— Page text —
40-year-old male complaining of substernal chest pain that began approximately 30 minutes

Before he came to the emergency department

Pain has eased slightly but is still present, was 8/10 in severity, now 5/10

Additional history

Also feels pain in his left shoulder

Feels short of breath and somewhat sick to his stomach, but has not vomited

Denies coughing, fever, or change in the nature of the pain with deep breathing

40pack/year history of smoking

Blood pressure has been a little elevated (148/92mmHg) on his last two vistis to his nurse practitioner

Eats a lot of fatty foods but says his total cholesterol doesn’t change no matter what he eats; it was 242mg/dL last month

Father has angina that began at age 53

Denies diabetes

Exercises regularly and has not gained weight

Says he has had a couple of episodes of shortness of breath while jogging but attributed it to “growing old”

Has never been hospitalized except for one case of influenza complicated by pneumonia 3 years ago

Perceives himself as very healthy, is on no medications, and has no known allergies

Physical Examination

Alert, moderately anxious man in mild distress.

T=37 orally, P=100 with occasional premature beat, RR=24, BP=160/98 in both arms (sitting).

[Extracted data entries]
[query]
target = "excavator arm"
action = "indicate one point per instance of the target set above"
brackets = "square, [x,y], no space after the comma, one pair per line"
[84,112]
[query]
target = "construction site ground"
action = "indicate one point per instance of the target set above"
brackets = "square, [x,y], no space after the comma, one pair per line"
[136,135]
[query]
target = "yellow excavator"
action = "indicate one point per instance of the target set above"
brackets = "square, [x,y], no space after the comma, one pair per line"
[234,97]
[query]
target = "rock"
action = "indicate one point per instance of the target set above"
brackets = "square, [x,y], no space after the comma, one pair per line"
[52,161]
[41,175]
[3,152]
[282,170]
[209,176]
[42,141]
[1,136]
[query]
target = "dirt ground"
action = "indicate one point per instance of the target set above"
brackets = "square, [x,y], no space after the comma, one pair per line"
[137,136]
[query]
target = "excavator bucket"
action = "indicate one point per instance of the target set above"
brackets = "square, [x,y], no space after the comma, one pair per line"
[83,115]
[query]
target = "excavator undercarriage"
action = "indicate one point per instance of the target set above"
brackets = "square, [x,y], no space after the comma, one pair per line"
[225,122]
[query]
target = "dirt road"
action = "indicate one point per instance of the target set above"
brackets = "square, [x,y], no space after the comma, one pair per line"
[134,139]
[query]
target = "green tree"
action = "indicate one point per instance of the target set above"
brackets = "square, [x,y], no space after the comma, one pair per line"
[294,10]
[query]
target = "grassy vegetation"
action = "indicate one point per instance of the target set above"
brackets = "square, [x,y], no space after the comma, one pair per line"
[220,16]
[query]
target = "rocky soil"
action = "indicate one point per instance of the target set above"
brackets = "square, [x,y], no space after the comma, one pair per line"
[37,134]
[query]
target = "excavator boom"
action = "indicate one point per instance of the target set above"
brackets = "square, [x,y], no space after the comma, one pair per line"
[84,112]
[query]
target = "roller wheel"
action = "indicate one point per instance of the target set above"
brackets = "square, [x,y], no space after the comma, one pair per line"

— Your task —
Write the next part of the case history of the man with chest pain, beginning after its final sentence. The records are separate material and do not belong to the case history.

— Solved exercise —
Skin warim and disphoretic without cyanosis

PERRLA, fundi benign, pharynx clear

Neck supple withour thyromegaly, adenopathy, or bruits

<2cm jugular venous distention

Tachypneic, mild use of accessory muscle of respoiration

No tenderness upon palpation of the chest wall

No dullness to precussion

Slight inspiratory crachles (rales) heard at both bases without egophony

No Rubs

Abdomen with bowel sounds heard throughout, no organomegaly or tenderness, no bruits, rectal guaiac negative

Extremities with full and symmetric pulses; slight bruit over left femoral artery, no pedal edema

Alter and oriented, neurologic examination intact to cognition, strength, sensation, gait, and deep tendon reflexes.

Diagnostic results

ECG shows 4mm ST elevation with T-wave inversion in the anterior precordial leads with occasional premature ventricular contraction

Oximetry shows oxygen saturation of 95%

Chest radiograph with borderline cardiomegaly and mild pulmonary congestion without acute infiltrates or pleural disease and no widening of the mediastinum.

Electrolytes and CBC normal

PT and PTT normal

CPK-MB normal

Troponin I normal

Please explain the pathophysiology and related treatment for this case study?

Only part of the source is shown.